- PETUNJUK LATIHAN -
Menurut rujukan Pinem (2009) dalam teks tentang budaya patriarki, dalam aspek kehidupan apa saja posisi laki-laki berada lebih tinggi daripada posisi perempuan?

- CUPLIKAN TEKS -
================
Perempuan Dalam Belenggu Patriarki

oleh -463 views
oleh
463 views
Leni Anindita, Mahasiswa FISiP UNAND. (dok)

Oleh: Leni Anindita

Mahasiswi Jurusan Ilmu Politik UNAND

JIKA melihat Indonesia saat sekarang ini cenderung masih memprioritaskan kaum laki-laki di atas kaum perempuan. Hubungan yang terjalin antara laki-laki dan perempuan masih didominasi dan dipengaruhi oleh pemahaman gender yang menumbuhkan budaya Patriarki di masyarakat kita.

Budaya patriarki merupakan suatu budaya yang menempatkan perempuan sebagai subordinat dari kaum laki-laki dengan berbagai peraturan yang mengikat kaum perempuan. Dalam (Pinem : 2009) menyebutkan bahwa budaya patriarki merupakan budaya yang menempatkan kaum laki-laki sebagai sosok otoritas sentral dan utama dalam masyarakat serta posisi laki-laki berada lebih tinggi dibandingkan posisi perempuan dalam berbagai aspek kehidupan, baik dari segi ekonomi, politik, budaya dan pendidikan.

Penempatan perempuan sebagai opsi kedua setelah laki-laki ini tidak hanya menimbulkan ketidaksetaraan gender di kalangan masyarakat, tetapi juga mendoktrin perempuan bahwasanya kaum laki-laki memang berada di atas mereka dan sudah sepatutnya seperti itu. Hal ini secara tidak langsung telah merasuk kedalam alam bawah sadar perempuan bahwa mereka harus tunduk kepada kaum laki-laki dan kaum perempuan adalah subordinat dari kaum laki-laki.
================
- Catatan data anotasi titik -
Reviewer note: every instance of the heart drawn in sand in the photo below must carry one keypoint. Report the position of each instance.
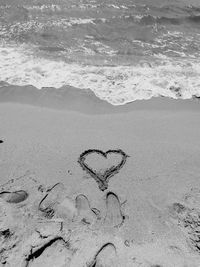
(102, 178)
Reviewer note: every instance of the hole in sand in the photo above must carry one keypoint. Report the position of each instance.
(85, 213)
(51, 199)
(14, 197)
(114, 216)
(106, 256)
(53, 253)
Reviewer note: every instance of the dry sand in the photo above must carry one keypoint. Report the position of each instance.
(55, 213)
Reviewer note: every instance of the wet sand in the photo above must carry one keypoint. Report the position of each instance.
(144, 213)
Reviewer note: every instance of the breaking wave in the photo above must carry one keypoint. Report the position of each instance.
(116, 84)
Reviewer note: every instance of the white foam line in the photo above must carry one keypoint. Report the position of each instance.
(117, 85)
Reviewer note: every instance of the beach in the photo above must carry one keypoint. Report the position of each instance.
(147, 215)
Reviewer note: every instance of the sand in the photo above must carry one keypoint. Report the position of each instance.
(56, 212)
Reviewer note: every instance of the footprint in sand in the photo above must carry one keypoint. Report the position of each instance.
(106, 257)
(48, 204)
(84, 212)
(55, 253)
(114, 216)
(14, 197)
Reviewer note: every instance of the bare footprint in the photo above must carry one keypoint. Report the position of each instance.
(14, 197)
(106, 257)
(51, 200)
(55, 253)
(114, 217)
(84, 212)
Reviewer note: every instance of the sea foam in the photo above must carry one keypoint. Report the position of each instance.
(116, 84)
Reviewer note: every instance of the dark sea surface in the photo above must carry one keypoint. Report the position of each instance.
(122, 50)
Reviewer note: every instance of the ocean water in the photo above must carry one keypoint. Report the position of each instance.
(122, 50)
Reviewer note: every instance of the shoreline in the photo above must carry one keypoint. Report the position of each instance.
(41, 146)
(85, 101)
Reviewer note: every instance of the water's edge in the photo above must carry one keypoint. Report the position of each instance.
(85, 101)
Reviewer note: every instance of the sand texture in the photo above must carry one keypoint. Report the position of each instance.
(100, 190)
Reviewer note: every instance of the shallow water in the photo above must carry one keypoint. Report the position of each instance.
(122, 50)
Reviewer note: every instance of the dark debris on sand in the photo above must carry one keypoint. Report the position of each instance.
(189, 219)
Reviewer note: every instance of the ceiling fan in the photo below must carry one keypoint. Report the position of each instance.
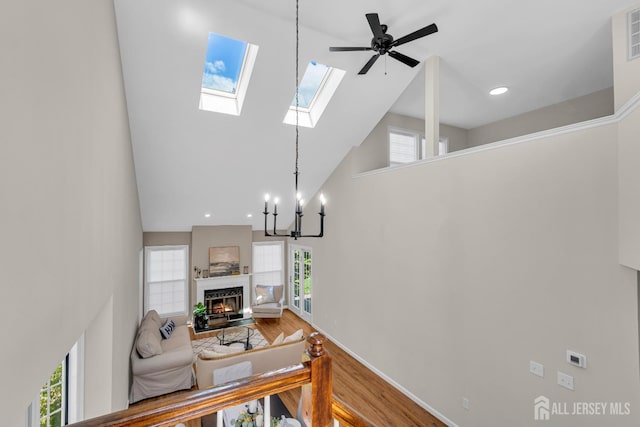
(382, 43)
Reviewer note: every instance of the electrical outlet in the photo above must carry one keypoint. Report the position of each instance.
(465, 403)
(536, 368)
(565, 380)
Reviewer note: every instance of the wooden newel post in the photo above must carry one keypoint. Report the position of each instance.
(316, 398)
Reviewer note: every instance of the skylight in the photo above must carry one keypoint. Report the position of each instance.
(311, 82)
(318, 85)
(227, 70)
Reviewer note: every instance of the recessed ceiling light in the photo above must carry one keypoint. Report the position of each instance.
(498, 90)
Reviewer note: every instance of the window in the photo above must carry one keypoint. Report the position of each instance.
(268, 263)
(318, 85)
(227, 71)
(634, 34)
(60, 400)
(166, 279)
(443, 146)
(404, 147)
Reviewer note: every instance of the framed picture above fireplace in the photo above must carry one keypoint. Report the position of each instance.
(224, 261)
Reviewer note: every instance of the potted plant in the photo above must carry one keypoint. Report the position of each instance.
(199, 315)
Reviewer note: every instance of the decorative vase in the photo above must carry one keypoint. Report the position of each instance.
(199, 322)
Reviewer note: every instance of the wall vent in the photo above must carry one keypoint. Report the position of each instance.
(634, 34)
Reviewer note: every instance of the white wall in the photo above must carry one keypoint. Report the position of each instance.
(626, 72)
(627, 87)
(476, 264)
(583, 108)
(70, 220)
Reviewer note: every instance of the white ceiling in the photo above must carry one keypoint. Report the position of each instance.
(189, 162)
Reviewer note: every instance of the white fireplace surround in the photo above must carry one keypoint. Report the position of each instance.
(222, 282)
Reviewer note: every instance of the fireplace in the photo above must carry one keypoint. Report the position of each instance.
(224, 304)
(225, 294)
================
- HASIL TUGAS -
Ekonomi, politik, budaya, dan pendidikan.